*** Page text ***

MEGAN_Community_unix_6_25_10.sh - Linux 
MEGAN_Community_unix_ARM_6_25_10.sh - Linux running on an Apple chip
MEGAN_Community_macos_6_25_10.dmg - MacOS
MEGAN_Community_windows-x64_6_25_10.exe - Window

This tutorial is specifically designed with Linux or Mac OS X-based systems in mind. To complete the installation process, follow these steps:

For Linux-based systems, open your terminal and paste the command provided below.

wget https://software-ab.cs.uni-tuebingen.de/download/megan6/MEGAN_Community_unix_6_25_10.sh
chmod +x MEGAN_Community_unix_6_25_10.sh
./MEGAN_Community_unix_6_25_10.sh

This will open the installer dialog, and then follow the required steps to install MEGAN6.

For Mac OS X-based systems, download the installer file with the extension .dmg. Double-click on the downloaded file to open the installer dialog, and then follow the required steps to install MEGAN6. This will install MEGAN in your Applications folder.

*** End of Page text ***

§ **Apply what you read**
a) According to the installation text, where does the Mac OS X installer put MEGAN?
b) Rewrite the passage of the installation text starting at "This tutorial is" and ending at "command provided below.", substituting "shell" for "terminal".
c) Extend the MEGAN installation text beyond its final sentence.

*** Available data ***

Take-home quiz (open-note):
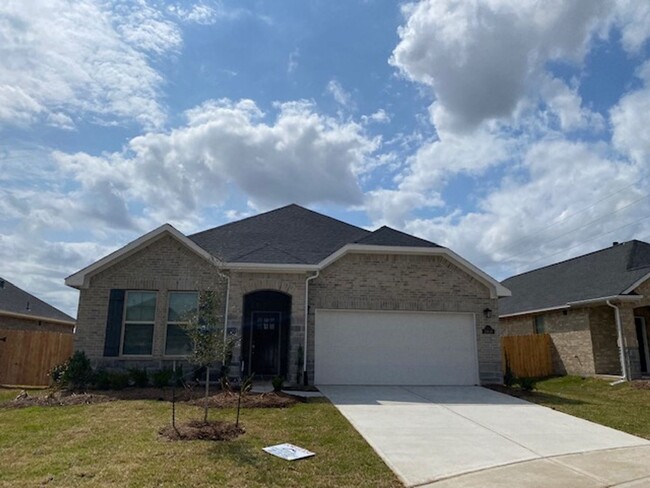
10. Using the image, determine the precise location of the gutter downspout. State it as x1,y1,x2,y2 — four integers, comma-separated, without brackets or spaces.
605,300,629,386
302,270,320,386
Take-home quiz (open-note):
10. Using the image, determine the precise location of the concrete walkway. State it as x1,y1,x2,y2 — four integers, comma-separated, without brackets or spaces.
319,386,650,488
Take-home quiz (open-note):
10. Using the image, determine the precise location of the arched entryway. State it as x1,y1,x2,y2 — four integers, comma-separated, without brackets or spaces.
242,290,291,378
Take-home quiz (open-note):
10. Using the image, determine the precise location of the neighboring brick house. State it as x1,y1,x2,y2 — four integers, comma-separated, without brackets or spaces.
66,205,509,384
499,240,650,379
0,278,75,333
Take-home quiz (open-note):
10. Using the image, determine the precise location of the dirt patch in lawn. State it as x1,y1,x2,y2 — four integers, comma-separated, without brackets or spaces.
631,380,650,390
187,391,299,408
160,420,245,441
0,391,115,408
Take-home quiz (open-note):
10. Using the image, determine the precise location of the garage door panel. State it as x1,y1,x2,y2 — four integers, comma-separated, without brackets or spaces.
315,310,478,385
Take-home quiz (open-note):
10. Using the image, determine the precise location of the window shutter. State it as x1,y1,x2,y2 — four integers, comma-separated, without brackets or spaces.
104,290,125,356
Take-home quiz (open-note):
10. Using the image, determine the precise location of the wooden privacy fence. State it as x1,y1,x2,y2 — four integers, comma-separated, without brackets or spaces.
501,334,553,378
0,329,74,386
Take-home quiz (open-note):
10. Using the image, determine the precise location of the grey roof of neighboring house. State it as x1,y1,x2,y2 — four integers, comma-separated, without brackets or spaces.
188,204,439,264
0,278,75,322
499,240,650,315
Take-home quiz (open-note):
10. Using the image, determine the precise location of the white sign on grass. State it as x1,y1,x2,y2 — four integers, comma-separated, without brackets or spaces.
262,443,315,461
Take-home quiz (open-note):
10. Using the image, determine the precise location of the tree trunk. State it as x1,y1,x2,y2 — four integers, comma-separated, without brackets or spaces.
203,366,210,424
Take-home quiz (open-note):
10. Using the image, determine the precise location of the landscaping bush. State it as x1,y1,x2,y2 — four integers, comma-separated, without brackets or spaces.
93,369,111,390
271,376,284,392
151,368,174,388
517,378,537,391
107,371,130,390
49,351,93,390
128,368,149,388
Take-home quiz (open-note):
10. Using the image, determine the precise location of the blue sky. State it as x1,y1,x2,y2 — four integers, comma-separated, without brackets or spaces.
0,0,650,315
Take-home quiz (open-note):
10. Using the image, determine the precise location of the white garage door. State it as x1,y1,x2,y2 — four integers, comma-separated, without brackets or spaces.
314,310,478,385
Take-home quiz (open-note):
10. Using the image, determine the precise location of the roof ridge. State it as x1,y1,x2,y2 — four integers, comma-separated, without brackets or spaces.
188,203,370,237
501,239,632,283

*** End of Available data ***

§ **Per-task outputs**
a) It installs MEGAN in the Applications folder.

b)
This tutorial is specifically designed with Linux or Mac OS X-based systems in mind. To complete the installation process, follow these steps:

For Linux-based systems, open your shell and paste the command provided below.

c)
For Windows, download the installer and run it. If you are running Windows and using Ubuntu from within Windows, then you will have to install MEGAN twice, once under Linux to access the daa-meganizer tool, and once under Windows to access the MEGAN program.

The installer will ask you how much memory to allow MEGAN to use. The more you allow, the faster the program will run. Ideally, allow 16G, but 8G should also work ok. For smaller values, the program might become unresponsive when faced with large data files. But do not exceed 3/4 of the physical memory of your machine.

Tutorial dataset

Application of the DIAMOND+MEGAN pipeline in microbiome analysis involves very large
datasets of sequencing reads (involving hundreds of millions of reads) that are compared against a very large protein reference database (such as the NCBI-nr database containing over 500 million sequences or the NCBI-nr50 database, contain over 50 million sequences). For the purposes of this tutorial, we have produced twelve very small human gut samples of one million reads each, subsampled from data presented in (Willmann et al, 2015). We provide a tiny toy reference database nr-tutorial.gz that contains a very small portion of the NCBI-nr50 database. This data is small enough to be run on any laptop, while large enough to give some sense of what a metagenomic analysis looks like.

There are twelve samples, for two healthy subjects, Alice and Bob, taken on 6 different days, 0, 1, 3, 6, 8 and 34. During days 1-6, both subjects were treated with an antibiotic.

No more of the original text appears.